* _The exercise_
Resume the text below on pipelining numerical computation for std::valarray, writing on from its last sentence.

* _Source extract_

* * *

About Pipelining numerical computation

Previous Entry Pipelining numerical computation Apr. 11th, 2006 @ 11:49 am Next Entry
How do you efficiently vectorize std::valarray?

I'm not sure how common this concept is, but it's something I've used for a couple years now for Fun and Profit. Some while back I wanted to write my own implementation of std::valarray that could use SIMD instructions to improve performance. Given a compiler with SIMD intrinsics (I used gcc at the time) there is a fairly straightforward direct implementation; you simply implement the mathematical operations by looping over the data, loading it up into SIMD registers and performing your computation. Now, for simple code such as

a = b + c;
this is fine. But what about a more complex expression? To use a trivial example, how about just evaluating a quadratic over a large amount of data?
y = a * x * x + b * x + c;
In these more complex expressions the trivial implementation falls flat on its face, and your program ends up wasting a ton of time copying data between memory and registers unnecessarily. If we consider our data in tabular form...

a1 x1 x1 b1 x1 c1
a2 x2 x2 b2 x2 c2
a3 x3 x3 b3 x3 c3
...

the trivial implementation is evaluating the expression by computing down pairs of columns, storing the intermediate values in memory each time. Ideally what we want to do is perform the computation in groups of rows, allowing us to maintain intermediate values in registers and cutting down memory use to a bare minimum.

My solution to this is what I termed 'pipelining'. Instead of directly evaluating the data, we delay computation, instead taking the expression and using it to construct a functor which describes the calculation we want to perform, thus creating a pipeline. The computation then occurs only on demand (i.e., when you attempt to take its value) at which point data can be fed into the pipeline in chunks. Each of these SIMD-register sized chunks can then be fully evaluated before moving onto the next chunk.

The basis of the code is to encapsulate raw data in an object like:

template <class T, unsigned int BlockSize>
struct _vec_data : public _vec_expr_comp<T, BlockSize>
{
  const unsigned int size;
  _vec_block<T, BlockSize> *const data;

  _vec_data(unsigned int s) :
    size(s), data(new _vec_block<T, BlockSize>[s])
  {}

  _vec_data(const _vec_data& o) :
    size(o.s), data(o.val)
  {}

  _vec_block<T, BlockSize> val(unsigned int i)
  {
    return data[i];
  }
};
Where _vec_block is a simple structure containing a single block of data (sized for your SIMD registers).

Then, you implement your operands:

template <class T, unsigned int BlockSize, class Op, class P1, class P2>
struct _vec_expr_bin : public _vec_expr_comp<T, BlockSize>
{
  const Op oper;
  const P1 param1;
  const P2 param2;

  _vec_expr_bin(P1 p1, P2 p2) :
    param1(p1), param2(param2), oper()
  {}

  _vec_block<T, BlockSize> val(unsigned int i)
  {
    return oper(param1.val(i), param2.val(i));
  }
};

template <class T, unsigned int BlockSize, class Op, class P>
struct _vec_expr_un : public _vec_expr_comp<T, BlockSize>
{
  const Op oper;
  const P param;

  _vec_expr_bin(P p) :
    param(p), oper()
  {}

  _vec_block<T, BlockSize> val(unsigned int i)
  {
    return oper(param.val(i));
  }
};
_vec_expr_comp is where the magic occurs in. It's also going to be a very large class, so I won't write the whole thing out.

* * *

Entries from a pointing dataset:
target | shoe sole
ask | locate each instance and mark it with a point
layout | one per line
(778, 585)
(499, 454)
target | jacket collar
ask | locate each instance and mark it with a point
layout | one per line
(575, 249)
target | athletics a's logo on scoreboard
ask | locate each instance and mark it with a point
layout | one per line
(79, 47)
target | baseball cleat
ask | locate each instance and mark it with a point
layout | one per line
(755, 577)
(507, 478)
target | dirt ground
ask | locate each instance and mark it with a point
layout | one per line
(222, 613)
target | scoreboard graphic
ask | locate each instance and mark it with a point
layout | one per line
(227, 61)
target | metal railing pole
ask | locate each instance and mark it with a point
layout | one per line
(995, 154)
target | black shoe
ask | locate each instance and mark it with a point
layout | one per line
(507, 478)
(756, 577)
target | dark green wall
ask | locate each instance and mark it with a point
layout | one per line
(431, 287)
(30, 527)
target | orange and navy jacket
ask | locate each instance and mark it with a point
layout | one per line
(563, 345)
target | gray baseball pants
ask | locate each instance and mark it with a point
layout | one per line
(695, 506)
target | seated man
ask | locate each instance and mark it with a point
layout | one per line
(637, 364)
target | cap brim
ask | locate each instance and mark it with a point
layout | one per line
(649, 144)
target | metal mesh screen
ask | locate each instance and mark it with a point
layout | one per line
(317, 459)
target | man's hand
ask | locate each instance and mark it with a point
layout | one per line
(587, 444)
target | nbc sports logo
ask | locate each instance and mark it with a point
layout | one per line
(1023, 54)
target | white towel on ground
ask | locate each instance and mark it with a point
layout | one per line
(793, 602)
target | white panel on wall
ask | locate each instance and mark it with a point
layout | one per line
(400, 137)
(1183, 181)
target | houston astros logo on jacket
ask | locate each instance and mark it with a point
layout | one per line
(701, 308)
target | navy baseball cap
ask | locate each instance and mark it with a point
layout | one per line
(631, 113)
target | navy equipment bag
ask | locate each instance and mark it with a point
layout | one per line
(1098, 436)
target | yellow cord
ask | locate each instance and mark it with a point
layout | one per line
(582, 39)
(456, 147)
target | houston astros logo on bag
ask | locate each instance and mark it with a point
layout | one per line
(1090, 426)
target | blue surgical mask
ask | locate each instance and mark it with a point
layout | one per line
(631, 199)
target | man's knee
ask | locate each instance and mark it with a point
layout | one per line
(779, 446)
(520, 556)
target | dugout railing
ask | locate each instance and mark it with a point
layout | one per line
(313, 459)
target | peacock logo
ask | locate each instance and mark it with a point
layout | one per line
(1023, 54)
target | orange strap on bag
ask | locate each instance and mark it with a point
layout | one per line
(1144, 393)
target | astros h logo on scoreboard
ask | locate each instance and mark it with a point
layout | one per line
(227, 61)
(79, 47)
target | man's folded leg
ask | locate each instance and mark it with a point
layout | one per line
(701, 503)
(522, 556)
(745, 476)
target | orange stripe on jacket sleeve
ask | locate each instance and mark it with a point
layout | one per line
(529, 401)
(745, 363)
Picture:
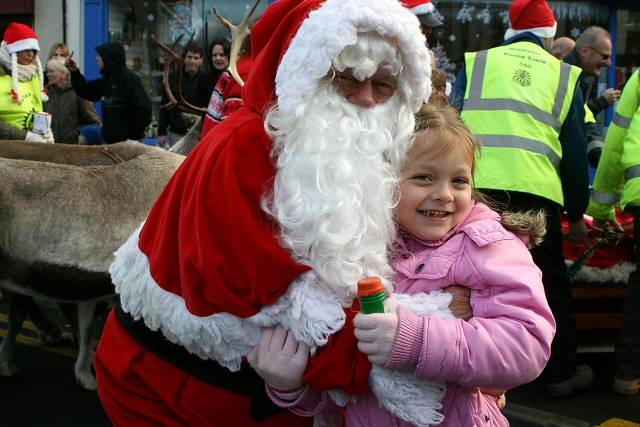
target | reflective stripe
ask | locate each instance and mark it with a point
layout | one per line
(563, 86)
(595, 144)
(477, 75)
(510, 141)
(606, 198)
(632, 172)
(621, 121)
(476, 102)
(515, 106)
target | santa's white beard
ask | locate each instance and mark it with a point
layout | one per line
(336, 185)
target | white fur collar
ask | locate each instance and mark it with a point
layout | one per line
(311, 312)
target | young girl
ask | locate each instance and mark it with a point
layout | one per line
(446, 237)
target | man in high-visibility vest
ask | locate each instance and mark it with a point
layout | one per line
(618, 180)
(522, 104)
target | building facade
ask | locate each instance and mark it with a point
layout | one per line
(469, 25)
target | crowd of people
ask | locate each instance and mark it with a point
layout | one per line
(345, 156)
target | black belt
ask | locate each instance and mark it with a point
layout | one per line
(245, 382)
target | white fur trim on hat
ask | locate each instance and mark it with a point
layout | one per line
(24, 44)
(542, 32)
(335, 25)
(423, 8)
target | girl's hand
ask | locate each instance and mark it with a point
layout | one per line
(461, 302)
(376, 333)
(280, 359)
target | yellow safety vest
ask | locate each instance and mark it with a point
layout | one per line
(618, 174)
(517, 98)
(20, 115)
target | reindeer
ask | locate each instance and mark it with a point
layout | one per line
(59, 227)
(64, 210)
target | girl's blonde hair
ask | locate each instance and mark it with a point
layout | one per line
(444, 125)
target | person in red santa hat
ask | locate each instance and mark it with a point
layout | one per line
(534, 156)
(21, 84)
(427, 15)
(271, 220)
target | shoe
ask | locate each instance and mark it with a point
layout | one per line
(581, 379)
(627, 387)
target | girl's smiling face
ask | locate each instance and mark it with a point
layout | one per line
(436, 189)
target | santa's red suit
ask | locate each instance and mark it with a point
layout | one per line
(206, 272)
(226, 96)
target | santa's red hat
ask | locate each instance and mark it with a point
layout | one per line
(18, 37)
(534, 16)
(424, 10)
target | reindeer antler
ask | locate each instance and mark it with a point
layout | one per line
(238, 34)
(171, 57)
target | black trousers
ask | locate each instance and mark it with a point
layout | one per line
(628, 345)
(549, 258)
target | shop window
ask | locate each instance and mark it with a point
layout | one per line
(133, 24)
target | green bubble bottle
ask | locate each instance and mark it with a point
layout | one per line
(372, 295)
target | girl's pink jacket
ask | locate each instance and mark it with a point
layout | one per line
(507, 342)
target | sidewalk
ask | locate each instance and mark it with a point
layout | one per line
(527, 407)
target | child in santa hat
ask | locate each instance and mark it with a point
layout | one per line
(21, 80)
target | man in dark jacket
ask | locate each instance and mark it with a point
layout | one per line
(592, 53)
(175, 121)
(126, 108)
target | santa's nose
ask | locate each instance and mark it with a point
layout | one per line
(363, 95)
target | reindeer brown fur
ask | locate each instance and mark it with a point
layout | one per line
(61, 223)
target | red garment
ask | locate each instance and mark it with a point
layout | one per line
(226, 96)
(207, 247)
(208, 232)
(609, 254)
(339, 363)
(214, 235)
(137, 388)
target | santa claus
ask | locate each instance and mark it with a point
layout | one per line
(271, 220)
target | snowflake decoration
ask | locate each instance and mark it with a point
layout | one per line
(575, 32)
(504, 16)
(464, 14)
(484, 15)
(438, 15)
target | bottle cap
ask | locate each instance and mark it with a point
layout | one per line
(370, 286)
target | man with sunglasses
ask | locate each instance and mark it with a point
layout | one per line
(592, 52)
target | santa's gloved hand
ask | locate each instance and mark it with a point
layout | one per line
(280, 359)
(47, 138)
(376, 333)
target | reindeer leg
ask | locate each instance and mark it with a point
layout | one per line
(17, 313)
(48, 332)
(86, 323)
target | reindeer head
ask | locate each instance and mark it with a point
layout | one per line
(238, 35)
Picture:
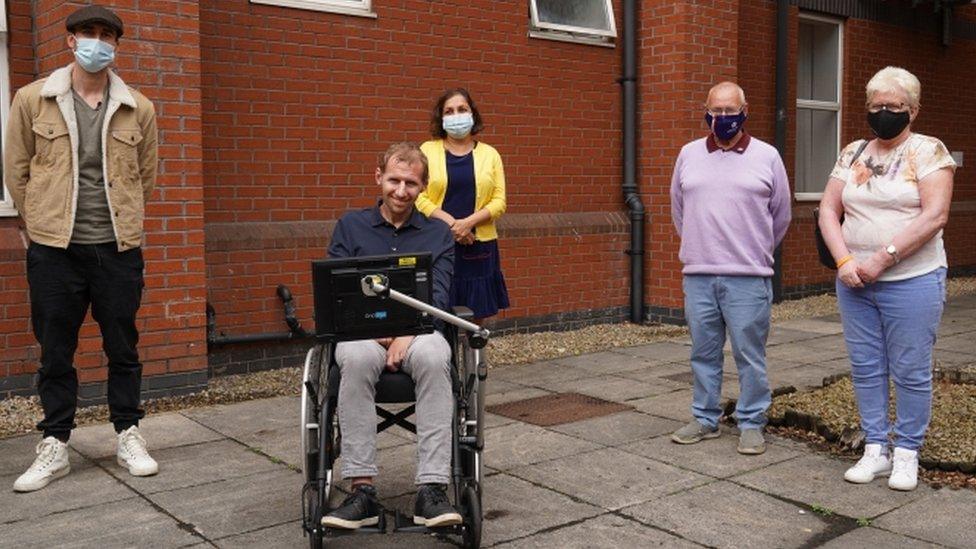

* * *

* _The output_
template <class T, unsigned int BlockSize>
struct _vec_expr_comp
{
  ...

  template<class P1, class P2>
  _vec_expr_bin<T, BlockSize, VecAddOp, P1, P2> operator + (const P1& p1, const P2& p2)
  {
    return _vec_expr_bin<T, BlockSize, VecAddOp, P1, P2>(p1, p2);
  }

  template<class P>
  _vec_expr_un<T, BlockSize, VecUnaryMinus, P> operator - (const P& p)
  {
    return _vec_expr_bin<T, BlockSize, VecUnaryMinus, P1, P2>(p);
  }

  ...
};
Repeat those member-functions for every operator you want to implement (take similar steps for other mathematical functions you'd like to support). Finally, we move onto the actual valarray-style class.
template <class T>
class valarray : public _vec_expr_comp<T, machine::BlockSize>
{
  ...

  template<class T>
  valarray& operator = (const T& vexpr)
  {
    // do a test to make sure T is derived from _vec_expr_comp if you want

    for (unsigned int i = 0; i < size() / machine::BlockSize; i++)
    {
      _vec_block<T, machine::BlockSize> block = vexpr.val(i);

      for (unsigned int j = 0; j < machine::BlockSize; j++)
	data[i * machine::BlockSize + j] = block.data[j];
    }
  }

  ...
};
There are other evaluation operators that need to be implemented, such the *= and similar operators, and a cast operator on _vec_expr_comp so that intermediate expressions can be treated as instances of the valarray class.

Obviously, the machine structure or namespace holds the machine-specific code, and I won't elaborate on that. Also, you need to be a little more careful than I've been in these examples when you reach the end of your data, as your last calculation may not be register-sized. In this case you may need to take precautions to avoid mishaps such as accidental divide by zero errors. Also, you can't produce an exact valarray implementation with this technique, but you can create an almost-alike implementation. Slices are tricky to get right!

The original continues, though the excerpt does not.